◆ Entries shown:
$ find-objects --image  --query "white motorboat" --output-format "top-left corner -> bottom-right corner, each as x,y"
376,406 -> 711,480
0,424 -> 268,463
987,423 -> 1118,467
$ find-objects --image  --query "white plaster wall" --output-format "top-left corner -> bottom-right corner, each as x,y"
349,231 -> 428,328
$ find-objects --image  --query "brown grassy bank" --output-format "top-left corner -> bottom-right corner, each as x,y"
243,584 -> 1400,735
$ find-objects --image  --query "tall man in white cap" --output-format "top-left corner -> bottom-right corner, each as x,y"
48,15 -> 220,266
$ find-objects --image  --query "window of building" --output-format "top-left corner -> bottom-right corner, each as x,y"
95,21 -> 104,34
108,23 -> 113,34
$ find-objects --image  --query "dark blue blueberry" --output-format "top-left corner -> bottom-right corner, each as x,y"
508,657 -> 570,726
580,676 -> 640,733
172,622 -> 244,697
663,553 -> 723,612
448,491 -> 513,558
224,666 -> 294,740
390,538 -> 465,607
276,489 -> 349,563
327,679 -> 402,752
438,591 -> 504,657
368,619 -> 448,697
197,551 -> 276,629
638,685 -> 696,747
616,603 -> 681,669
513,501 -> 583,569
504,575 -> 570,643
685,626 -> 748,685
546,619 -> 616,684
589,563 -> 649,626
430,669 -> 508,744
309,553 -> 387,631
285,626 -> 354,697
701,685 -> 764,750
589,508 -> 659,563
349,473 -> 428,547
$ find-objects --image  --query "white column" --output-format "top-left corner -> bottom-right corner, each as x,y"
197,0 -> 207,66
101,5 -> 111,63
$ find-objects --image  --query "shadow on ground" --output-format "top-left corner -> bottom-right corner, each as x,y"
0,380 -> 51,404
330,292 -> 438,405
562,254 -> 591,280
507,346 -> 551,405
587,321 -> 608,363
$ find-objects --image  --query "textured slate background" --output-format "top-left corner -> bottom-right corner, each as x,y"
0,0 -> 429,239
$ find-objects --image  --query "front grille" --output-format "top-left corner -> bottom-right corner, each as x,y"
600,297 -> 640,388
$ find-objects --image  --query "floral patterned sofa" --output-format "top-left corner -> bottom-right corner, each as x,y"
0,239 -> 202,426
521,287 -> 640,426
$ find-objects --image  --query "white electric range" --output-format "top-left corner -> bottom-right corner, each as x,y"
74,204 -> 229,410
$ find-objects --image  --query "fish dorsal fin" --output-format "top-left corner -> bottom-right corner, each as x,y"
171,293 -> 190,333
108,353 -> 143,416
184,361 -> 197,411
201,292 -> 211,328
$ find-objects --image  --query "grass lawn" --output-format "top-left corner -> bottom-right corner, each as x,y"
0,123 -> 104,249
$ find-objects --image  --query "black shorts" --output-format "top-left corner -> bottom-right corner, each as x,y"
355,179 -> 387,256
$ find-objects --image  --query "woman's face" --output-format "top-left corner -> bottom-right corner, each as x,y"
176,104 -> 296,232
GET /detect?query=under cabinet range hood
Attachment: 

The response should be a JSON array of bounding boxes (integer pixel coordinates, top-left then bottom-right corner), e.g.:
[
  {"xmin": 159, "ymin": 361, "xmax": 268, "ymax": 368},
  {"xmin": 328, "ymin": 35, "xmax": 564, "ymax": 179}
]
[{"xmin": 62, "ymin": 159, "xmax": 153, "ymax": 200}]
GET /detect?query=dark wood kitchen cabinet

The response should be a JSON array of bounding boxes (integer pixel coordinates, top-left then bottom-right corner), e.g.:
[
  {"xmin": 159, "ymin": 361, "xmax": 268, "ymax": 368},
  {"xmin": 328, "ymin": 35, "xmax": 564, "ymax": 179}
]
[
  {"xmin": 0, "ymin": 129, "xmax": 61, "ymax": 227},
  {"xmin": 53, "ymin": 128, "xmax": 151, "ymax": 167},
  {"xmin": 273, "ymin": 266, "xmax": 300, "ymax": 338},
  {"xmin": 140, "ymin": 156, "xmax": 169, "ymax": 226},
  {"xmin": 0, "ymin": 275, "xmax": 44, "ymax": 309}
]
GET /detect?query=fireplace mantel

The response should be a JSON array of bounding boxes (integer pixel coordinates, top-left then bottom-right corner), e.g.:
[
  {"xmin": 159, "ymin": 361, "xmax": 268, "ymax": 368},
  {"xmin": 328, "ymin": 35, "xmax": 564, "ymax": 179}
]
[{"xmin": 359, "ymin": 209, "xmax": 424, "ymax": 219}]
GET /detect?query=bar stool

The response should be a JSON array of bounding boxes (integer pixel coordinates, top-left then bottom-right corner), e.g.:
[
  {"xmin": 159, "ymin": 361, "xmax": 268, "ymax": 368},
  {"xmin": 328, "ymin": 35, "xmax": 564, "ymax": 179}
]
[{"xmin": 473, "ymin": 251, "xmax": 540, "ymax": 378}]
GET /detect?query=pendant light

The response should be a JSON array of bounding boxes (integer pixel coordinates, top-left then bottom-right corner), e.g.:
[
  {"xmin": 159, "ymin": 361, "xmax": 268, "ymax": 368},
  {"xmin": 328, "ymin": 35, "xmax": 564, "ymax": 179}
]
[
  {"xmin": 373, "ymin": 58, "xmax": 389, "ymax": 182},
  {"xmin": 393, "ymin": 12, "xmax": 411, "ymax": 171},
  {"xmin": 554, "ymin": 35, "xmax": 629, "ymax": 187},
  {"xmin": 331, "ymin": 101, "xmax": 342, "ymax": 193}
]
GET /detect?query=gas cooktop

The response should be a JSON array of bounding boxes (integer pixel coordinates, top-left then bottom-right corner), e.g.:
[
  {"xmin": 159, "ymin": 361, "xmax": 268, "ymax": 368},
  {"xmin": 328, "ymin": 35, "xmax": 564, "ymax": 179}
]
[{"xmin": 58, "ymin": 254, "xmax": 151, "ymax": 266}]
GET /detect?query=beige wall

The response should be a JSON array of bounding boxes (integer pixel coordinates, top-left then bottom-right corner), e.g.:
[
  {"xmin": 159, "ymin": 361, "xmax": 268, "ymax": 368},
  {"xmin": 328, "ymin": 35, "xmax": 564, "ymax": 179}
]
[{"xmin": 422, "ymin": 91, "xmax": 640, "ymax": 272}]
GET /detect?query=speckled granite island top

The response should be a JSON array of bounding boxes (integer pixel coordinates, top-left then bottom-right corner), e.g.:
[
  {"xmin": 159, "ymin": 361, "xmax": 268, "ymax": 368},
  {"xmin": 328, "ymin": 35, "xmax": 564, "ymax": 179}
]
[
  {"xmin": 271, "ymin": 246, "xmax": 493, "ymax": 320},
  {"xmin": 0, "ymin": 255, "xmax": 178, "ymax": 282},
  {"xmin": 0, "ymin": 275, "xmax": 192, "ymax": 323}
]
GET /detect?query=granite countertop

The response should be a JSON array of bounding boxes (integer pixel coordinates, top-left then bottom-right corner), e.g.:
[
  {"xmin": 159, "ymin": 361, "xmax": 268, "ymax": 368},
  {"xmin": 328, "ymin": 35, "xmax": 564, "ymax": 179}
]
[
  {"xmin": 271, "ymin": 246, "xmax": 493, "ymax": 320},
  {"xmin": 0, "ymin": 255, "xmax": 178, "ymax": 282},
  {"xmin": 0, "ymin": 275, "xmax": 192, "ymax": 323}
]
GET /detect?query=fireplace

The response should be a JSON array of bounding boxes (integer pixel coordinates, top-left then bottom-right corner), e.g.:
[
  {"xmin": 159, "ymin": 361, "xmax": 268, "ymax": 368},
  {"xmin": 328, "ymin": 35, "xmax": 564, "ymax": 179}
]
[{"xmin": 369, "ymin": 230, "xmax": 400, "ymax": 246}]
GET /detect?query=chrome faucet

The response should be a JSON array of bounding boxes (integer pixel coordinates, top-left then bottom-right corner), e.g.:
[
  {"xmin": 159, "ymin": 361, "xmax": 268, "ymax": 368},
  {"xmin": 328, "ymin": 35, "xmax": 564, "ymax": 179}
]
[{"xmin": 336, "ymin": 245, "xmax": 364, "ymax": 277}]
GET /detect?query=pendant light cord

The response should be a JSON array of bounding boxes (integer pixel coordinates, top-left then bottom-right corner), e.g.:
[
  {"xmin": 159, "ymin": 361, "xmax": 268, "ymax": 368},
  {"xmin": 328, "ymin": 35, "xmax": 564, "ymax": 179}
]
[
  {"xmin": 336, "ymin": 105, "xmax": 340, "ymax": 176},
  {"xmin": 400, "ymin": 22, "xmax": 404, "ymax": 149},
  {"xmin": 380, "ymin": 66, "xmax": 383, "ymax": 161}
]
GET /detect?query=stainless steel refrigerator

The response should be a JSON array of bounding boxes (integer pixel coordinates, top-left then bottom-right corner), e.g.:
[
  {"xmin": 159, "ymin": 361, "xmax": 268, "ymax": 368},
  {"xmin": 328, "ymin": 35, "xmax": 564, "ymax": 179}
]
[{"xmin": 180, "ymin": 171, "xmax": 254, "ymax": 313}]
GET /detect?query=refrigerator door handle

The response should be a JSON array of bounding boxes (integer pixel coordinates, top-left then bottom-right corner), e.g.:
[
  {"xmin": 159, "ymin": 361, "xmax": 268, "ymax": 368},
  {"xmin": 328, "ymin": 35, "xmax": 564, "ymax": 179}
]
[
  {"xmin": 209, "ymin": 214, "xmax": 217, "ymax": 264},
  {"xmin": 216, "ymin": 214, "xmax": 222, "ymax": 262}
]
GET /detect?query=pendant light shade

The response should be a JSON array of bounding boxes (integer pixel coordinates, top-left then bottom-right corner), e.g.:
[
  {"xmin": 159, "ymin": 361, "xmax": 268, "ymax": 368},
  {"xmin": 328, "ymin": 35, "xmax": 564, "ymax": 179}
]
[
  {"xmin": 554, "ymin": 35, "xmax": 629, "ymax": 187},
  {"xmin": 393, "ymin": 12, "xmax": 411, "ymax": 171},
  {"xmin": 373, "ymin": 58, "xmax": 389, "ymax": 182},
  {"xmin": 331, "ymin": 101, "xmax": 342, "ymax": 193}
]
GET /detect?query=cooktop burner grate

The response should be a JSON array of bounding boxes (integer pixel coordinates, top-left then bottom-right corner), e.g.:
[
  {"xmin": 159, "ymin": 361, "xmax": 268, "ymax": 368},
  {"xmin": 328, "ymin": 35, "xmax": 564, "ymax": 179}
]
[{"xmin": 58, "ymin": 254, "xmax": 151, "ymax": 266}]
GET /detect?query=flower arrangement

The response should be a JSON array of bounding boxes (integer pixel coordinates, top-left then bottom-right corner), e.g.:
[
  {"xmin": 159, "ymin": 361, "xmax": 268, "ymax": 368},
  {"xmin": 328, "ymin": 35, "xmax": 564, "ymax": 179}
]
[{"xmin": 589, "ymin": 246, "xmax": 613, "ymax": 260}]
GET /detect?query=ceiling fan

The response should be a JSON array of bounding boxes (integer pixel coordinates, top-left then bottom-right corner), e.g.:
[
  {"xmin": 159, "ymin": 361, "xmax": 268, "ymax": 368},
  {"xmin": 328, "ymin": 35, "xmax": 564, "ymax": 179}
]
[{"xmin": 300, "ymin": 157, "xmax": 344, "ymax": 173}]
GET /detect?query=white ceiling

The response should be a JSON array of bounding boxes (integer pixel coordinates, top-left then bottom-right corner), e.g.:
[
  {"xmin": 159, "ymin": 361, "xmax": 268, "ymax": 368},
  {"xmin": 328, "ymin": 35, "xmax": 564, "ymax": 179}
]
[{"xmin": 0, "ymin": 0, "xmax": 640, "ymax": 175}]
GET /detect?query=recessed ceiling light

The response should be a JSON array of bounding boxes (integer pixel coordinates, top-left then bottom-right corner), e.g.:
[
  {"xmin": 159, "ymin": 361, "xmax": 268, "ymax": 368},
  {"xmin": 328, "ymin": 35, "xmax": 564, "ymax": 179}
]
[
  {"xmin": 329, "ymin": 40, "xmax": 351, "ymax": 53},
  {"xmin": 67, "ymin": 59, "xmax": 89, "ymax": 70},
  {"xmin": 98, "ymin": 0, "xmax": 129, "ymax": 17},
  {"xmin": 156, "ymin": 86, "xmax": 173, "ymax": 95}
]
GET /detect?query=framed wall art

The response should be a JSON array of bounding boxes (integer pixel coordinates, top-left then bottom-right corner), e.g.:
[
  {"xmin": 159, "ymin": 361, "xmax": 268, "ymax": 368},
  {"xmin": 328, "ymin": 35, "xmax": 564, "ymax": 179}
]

◆ Written task: How many lines of the listing above contain the word "light"? Reply with the number alone.

◆ Answer to the task: 4